WORK TASK>
After finding the line that includes "[(9, 229), (860, 597)]" in the records below, transcribe it and each line after it through the last, exactly, and add nothing.

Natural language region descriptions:
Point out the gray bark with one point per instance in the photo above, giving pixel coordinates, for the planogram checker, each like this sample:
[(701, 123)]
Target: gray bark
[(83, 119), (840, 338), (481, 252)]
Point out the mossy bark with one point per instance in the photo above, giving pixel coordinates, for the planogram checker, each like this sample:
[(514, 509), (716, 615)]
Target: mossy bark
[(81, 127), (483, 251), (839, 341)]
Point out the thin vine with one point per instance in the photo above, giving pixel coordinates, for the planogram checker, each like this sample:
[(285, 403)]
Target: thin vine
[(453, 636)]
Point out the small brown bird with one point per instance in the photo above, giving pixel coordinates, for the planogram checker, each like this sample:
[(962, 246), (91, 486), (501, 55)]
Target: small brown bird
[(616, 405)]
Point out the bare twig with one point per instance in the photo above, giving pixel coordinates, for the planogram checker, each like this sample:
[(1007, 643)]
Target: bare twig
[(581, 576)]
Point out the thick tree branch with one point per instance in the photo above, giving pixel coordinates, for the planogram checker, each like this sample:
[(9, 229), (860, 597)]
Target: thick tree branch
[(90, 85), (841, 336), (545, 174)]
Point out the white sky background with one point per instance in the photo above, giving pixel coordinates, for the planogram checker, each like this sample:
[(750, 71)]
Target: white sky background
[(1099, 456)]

SOLUTION>
[(9, 229), (860, 597)]
Target: thick tree branch
[(90, 85), (841, 336), (545, 174)]
Point out the white sky background with one point per instance in the photo above, giving pixel coordinates, for the planogram checker, each like this sample:
[(750, 71)]
Target: white sky background
[(1099, 456)]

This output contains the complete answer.